*Set task*
Filter the lines below and copy out every one that contains the word "terrain".

Data entries:
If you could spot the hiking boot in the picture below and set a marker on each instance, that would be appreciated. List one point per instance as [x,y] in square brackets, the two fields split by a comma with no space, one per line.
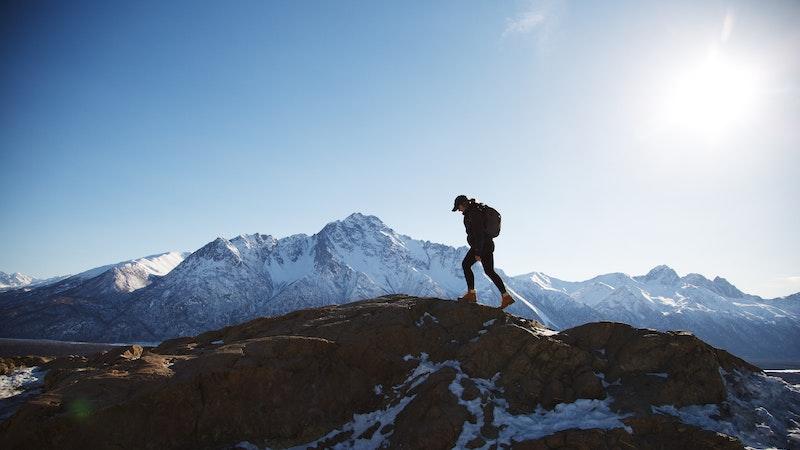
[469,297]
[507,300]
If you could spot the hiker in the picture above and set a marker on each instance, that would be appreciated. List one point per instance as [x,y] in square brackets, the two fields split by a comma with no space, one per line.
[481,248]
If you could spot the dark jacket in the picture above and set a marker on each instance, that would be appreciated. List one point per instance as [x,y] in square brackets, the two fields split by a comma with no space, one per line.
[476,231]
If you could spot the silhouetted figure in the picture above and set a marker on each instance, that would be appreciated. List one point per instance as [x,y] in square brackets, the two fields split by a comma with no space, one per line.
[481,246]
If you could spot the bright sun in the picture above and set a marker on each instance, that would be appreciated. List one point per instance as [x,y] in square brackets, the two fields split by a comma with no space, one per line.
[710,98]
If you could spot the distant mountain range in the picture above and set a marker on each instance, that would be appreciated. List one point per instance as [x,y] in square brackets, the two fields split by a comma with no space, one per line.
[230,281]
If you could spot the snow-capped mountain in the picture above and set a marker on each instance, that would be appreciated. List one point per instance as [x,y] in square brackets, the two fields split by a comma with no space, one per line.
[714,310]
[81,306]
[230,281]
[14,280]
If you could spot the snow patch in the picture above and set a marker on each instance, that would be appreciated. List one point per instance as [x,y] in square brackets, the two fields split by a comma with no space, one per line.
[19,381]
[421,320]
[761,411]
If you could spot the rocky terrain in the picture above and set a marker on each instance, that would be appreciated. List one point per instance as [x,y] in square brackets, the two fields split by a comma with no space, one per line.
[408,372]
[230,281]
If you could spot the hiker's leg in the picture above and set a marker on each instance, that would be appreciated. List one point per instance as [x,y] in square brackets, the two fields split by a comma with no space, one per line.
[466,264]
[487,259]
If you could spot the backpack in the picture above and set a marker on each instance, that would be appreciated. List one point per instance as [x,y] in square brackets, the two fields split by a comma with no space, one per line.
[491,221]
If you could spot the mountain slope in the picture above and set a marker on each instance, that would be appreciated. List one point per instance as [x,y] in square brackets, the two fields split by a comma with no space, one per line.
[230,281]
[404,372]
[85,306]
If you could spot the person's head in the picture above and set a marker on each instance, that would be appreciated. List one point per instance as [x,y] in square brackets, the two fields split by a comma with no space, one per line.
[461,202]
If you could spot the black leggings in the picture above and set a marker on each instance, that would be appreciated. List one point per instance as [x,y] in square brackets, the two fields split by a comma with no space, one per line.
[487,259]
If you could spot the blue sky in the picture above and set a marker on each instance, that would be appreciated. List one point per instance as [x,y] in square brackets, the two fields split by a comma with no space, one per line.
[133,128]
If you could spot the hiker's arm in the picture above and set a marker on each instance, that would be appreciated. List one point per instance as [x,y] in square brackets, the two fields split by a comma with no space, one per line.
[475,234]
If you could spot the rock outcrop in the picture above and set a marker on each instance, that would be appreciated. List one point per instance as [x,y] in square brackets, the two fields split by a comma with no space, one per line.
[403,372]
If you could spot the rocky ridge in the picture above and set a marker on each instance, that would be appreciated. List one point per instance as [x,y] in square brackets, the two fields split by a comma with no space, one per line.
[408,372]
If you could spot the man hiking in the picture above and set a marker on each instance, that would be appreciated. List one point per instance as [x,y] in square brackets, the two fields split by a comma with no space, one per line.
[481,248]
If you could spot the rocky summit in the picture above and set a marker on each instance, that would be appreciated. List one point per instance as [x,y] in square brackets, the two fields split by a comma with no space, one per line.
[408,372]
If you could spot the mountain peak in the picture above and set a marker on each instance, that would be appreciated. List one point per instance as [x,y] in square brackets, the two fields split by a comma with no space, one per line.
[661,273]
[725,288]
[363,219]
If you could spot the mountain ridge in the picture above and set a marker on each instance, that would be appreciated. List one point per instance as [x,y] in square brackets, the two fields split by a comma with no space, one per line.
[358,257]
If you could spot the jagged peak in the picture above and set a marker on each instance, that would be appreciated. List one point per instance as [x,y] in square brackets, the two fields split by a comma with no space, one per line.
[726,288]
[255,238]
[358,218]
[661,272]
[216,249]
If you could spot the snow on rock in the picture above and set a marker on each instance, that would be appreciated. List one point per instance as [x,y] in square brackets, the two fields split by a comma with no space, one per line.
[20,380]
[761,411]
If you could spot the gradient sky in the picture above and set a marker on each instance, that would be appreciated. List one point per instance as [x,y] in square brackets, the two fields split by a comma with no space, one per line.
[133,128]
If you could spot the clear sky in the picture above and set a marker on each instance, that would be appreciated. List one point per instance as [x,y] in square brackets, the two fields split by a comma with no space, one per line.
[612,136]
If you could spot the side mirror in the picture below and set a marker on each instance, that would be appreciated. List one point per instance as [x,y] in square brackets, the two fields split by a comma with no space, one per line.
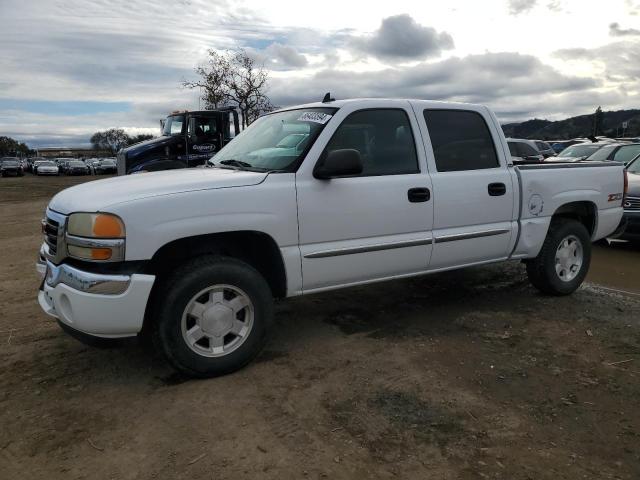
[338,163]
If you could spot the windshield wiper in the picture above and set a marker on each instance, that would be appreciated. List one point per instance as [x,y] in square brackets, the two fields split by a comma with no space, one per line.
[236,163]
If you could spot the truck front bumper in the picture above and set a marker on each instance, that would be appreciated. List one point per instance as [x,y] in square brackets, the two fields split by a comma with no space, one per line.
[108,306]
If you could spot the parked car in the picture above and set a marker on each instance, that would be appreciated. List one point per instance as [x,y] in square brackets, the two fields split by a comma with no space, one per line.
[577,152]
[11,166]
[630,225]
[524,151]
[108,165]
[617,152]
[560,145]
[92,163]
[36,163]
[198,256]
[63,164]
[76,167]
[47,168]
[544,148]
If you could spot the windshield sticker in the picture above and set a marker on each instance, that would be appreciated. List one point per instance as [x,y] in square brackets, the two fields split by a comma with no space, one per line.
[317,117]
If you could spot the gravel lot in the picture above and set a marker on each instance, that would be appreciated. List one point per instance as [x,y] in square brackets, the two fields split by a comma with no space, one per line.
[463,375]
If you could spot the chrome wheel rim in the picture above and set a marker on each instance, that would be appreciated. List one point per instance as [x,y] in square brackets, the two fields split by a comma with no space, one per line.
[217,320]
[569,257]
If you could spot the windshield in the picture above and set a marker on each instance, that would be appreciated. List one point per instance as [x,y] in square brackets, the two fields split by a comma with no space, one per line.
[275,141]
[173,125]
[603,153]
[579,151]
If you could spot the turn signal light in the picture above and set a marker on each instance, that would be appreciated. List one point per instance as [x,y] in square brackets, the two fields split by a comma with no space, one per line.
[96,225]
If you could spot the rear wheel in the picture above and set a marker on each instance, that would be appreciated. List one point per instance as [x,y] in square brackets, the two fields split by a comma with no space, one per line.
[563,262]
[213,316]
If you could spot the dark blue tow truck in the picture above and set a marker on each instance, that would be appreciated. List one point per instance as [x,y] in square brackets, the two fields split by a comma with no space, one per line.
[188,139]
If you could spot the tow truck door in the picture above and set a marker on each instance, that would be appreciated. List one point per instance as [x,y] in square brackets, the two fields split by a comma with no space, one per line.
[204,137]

==

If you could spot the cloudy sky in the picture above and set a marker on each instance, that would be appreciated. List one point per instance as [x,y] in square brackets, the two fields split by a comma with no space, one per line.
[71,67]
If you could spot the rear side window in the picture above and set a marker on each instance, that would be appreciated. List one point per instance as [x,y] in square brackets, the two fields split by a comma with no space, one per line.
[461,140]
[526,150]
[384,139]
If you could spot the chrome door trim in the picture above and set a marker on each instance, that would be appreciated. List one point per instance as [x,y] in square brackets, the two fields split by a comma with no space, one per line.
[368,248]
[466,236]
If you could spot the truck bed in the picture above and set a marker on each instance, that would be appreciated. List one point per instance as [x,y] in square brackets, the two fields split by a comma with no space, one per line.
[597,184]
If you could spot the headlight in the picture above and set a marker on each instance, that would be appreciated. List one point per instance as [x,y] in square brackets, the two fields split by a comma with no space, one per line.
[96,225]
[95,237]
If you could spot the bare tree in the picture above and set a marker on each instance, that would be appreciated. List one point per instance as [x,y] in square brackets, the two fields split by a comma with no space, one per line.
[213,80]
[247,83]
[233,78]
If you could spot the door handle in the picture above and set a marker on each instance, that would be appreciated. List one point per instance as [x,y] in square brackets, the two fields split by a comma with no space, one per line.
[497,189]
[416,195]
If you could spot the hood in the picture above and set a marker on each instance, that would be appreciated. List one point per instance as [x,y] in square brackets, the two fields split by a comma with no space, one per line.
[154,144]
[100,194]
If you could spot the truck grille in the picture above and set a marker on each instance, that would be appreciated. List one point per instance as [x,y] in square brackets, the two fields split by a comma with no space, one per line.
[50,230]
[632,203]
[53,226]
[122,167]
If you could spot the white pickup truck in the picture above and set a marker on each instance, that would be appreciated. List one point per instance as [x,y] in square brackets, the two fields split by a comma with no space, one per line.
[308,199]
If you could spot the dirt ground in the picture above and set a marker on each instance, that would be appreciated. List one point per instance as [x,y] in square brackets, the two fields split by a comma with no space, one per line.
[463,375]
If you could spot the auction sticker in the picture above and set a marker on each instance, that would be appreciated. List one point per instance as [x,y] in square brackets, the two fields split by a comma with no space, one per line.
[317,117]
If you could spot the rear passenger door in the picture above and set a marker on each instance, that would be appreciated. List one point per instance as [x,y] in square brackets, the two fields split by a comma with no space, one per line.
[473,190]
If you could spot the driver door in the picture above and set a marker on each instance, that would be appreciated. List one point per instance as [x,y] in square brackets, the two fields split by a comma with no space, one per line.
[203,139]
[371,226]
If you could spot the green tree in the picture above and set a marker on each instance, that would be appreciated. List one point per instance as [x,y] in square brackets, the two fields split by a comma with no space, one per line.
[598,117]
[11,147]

*Response below*
If you could spot the rocky terrain in the picture above and set a marker on each instance, that would be appreciated. List one point per instance as [x,y] in square brackets, the two fields split by a comma with no space, one per line.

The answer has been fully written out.